## [EXERCISE 1]
In the article on the Supreme Court's same-sex marriage rulings, list each thing the Defense of Marriage Act is said to have done.
## [EXERCISE 2]
According to the article on the Supreme Court's same-sex marriage rulings, under which amendment was United States v. Windsor nominally decided as an Equal Protection case?

## [SELECTED TEXT]
----
By Victor Kessler
The U.S. Supreme Court's decisions on two same-sex marriage cases are rightfully
seen by both supporters and opponents as part of a larger debate on the future
of same-sex marriage in this country. These cases also reveal a split among the
Justices about the federalism implications of the issue and the proper forum
for this historic debate.
United
States v. Windsor,
which struck down the Defense of Marriage Act (DOMA), though nominally decided
as an Equal Protection case under the Fifth Amendment, discusses the role of
state authority over marriage as a matter “of central relevance” to the ruling.
Justice Kennedy’s majority opinion hammers in the traditional deference the
federal government has typically shown towards state definitions of marriage.
States had always determined who was or could be legally married for the
purposes of their own and, with few exceptions until DOMA, federal benefits and
programs. DOMA not only redefined marriage for federal purposes, it intruded
into an area of traditional state authority and snatched away rights that
states had granted to their citizens.
----
## [GIVEN DATA]
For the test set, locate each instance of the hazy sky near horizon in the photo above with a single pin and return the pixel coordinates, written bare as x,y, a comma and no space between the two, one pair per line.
----
## [PROBLEM SOLUTION 1]
- Redefined marriage for federal purposes
- Intruded into an area of traditional state authority
- Snatched away rights that states had granted to their citizens

## [PROBLEM SOLUTION 2]
The Fifth Amendment.